##### SUPPLIED PASSAGE
For Friends of Jackson Park it is an exciting time.
The group, a grassroots organization founded in 2013 to improve the green spaces in Jackson Park, was allocated $1.6 million in 2014 by the San Francisco Recreation and Parks Department. A master upgrade and renovation plan, for how to best spend the recently acquired funds, is currently in development.
Initially, FoJP consisted of a core group of six volunteers. Then, after being alloted $110,000 this year, the organization was able to hire Jude Deckenbach, a nonprofit consultant and longtime Potrero Hill resident, to spearhead its next steps. Deckenbach was hired in July 2015.
“My job with FoJP has been to ask the developers of the projects that are in the vicinity of Jackson Park are in the [City’s] planning commision pipeline to come to the table with Rec and Park, the City, FoJP and Live Oak School, to work together to make Jackson Park into a jewel of the SF Rec and Parks Department,” Deckenbach reported.
“I’m asking the developers for money for the renovations at Jackson Park,” she said. “This amenity for the people who are moving into your project needs to look nice….You guys are all using it as part of your marketing materials. Here is our opportunity to make it great. So come to the table and put your money where your mouth is.”
So far, her efforts have paid handsomely.
“Related California, the developer at the 1601 Mariposa project, [has] committed to giving $2 million toward the renovations,” Deckenbach said. “While they have suggested things that the $2 million could be used for, they have reiterated repeatedly that it’s up to the community to decide.”
The neighborhood has proven quite responsive.
A recent survey, posted on the private social network NextDoor and sent to the FoJP’s email list, elicited “over 250 survey responses in less than two weeks” Deckenbach said.
“People see the importance of the little green open space we have in the neighborhood and they want to make it nice and usable, not only for the current residents but [for] the anticipated residents who’ll be moving into all the projects that are in the [development] pipeline.”
Via the survey, community members were remarkably forthcoming.
“Two of the biggest topics on the table are clubhouse renovations and playground resurfacing,” said Briony Doyle of FoJP, in an email. “There is a wide range of opinion across both issues, and we want to make sure that we represent the community’s concerns.”
Neighbors have also demonstrated a strong sense of hands-on engagement, making October’s Jackson Park clean-up day a rousing success.
“Over 35 people showed up for the seasonal day of service and garden work party,” said FoJP member Kathleen Dodge Doherty, in an email. The effort was spearheaded by Booka Alon, Garden Coordinator for the Potrero Hill Learning Garden at Jackson Park. Entire families chopped debris for ease of decomposition, pruned Black-Eyed Susan vines, cut back perennials and weeded the grass and installed drought-resistant plants.
According to Deckenbach, a community meeting, possibly to be organized by the district supervisor, is in the works to discuss the way forward.
Major near-term concerns consist of: replacing the drinking fountain, making the recreation area ADA-accessible, installing a compost bin at the Potrero Hill Learning Center and resurfacing the playground area which is currently sand-only.
“Many concerns have … been voiced about the detrimental impact of removing sand, both from a health (toxic off gas from alternative surfacing materials) and developmental (eliminating the tactile and communal play aspects of sand) perspective,” Doyle said, in an email. “As a result, we are trying to find design solutions that will satisfy both community desires and Rec and Park requirements.”
##########
##### SUPPLIED DATA
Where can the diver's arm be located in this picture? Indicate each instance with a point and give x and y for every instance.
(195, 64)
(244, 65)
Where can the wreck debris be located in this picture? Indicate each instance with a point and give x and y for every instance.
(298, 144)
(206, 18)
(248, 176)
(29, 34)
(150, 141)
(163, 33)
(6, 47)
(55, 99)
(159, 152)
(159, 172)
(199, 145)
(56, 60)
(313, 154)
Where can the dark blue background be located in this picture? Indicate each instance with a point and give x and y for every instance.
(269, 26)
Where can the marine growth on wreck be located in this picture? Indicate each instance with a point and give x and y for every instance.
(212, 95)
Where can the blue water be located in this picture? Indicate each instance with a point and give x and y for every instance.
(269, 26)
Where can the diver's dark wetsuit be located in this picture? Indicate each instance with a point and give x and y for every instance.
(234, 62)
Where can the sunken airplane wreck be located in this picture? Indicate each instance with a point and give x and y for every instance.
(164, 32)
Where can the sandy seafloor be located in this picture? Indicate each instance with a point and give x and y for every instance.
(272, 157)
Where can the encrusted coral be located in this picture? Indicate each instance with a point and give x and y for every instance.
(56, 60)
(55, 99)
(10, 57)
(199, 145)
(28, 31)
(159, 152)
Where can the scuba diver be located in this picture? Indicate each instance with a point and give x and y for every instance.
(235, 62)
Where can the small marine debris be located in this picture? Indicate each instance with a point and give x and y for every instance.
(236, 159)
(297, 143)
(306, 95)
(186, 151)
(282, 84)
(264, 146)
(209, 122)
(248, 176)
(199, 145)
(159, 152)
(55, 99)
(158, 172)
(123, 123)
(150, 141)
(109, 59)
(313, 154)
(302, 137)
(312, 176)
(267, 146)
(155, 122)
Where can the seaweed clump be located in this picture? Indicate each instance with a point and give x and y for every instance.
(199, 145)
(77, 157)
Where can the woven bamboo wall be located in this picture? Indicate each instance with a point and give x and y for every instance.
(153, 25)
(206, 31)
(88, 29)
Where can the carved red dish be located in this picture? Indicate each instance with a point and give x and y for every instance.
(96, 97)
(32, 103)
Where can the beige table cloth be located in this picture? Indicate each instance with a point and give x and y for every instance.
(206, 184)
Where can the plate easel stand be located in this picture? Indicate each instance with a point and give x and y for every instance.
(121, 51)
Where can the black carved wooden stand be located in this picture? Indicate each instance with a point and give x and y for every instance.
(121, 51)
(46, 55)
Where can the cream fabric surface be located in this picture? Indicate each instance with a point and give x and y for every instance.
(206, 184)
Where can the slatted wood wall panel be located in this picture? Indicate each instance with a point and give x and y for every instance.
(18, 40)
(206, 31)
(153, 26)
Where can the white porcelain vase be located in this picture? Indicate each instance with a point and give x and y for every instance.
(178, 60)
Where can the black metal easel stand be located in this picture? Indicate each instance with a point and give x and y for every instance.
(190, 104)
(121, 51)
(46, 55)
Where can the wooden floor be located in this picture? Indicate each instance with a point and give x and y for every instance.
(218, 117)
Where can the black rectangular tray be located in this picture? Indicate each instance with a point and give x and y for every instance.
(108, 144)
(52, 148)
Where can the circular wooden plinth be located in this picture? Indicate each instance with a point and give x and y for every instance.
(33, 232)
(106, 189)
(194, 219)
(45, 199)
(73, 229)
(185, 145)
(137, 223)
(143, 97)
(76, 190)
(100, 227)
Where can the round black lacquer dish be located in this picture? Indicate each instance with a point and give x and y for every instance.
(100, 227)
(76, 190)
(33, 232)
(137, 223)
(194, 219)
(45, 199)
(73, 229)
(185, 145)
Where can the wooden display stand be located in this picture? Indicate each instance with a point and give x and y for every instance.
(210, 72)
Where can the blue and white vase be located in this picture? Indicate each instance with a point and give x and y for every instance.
##########
*WHAT THE TASK ASKS*
List each of the major near-term concerns that the Jackson Park article names. Rely only on the Jackson Park article in what follows.

*RESULT BELOW*
- Replacing the drinking fountain
- Making the recreation area ADA-accessible
- Installing a compost bin at the Potrero Hill Learning Center
- Resurfacing the playground area, which is currently sand-only